The exercise:
Each of the entries should be retyped precisely as it appears.

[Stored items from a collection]
-=-=-
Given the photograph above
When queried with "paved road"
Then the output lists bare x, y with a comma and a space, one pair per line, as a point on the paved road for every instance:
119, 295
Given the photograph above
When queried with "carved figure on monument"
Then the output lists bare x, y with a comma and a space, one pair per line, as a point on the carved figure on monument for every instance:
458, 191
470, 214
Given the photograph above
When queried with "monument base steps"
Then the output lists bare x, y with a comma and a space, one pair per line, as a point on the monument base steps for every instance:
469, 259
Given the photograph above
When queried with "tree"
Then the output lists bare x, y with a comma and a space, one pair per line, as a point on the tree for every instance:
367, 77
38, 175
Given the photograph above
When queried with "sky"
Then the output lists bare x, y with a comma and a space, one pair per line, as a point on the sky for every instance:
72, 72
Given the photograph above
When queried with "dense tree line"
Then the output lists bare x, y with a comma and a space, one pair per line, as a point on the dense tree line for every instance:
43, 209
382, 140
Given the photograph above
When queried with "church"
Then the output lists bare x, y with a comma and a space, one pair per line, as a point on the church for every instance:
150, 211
-=-=-
Solved problem:
Given the photograph above
When queried with "paved road"
Then the output lists bare x, y with a comma and a space, one pair per line, as a point on the paved road for every instance:
119, 295
Given the photograph above
When queried with "carved figure on monument"
Then the output lists bare x, y with a comma and a space, one pair per line, as a point on the carved figure on monument for every instance:
458, 191
470, 214
Given the photograph above
When queried with "monument base steps"
Then the output lists bare x, y with a comma and a space, one pair per line, as a point on the monument base steps for every instance:
469, 259
Given the photograph above
When queried with "tree"
Then the output lists bare x, y with a comma and a space, one pair per line, as a point on the tree for every instance:
367, 77
38, 175
Given the photograph above
When queried with "sky"
Then the output lists bare x, y with a comma and a space, one pair per line, as a point on the sky for every instance:
72, 72
Given the photograph above
When queried with "dense tree line"
Then the output lists bare x, y with a comma and a space, one pair per line, as a point on the dense tree line for every instance:
43, 209
382, 140
Given the photograph above
When queried with "church"
Then the output lists bare x, y with a comma and a space, one pair per line, as a point on the church for every instance:
150, 211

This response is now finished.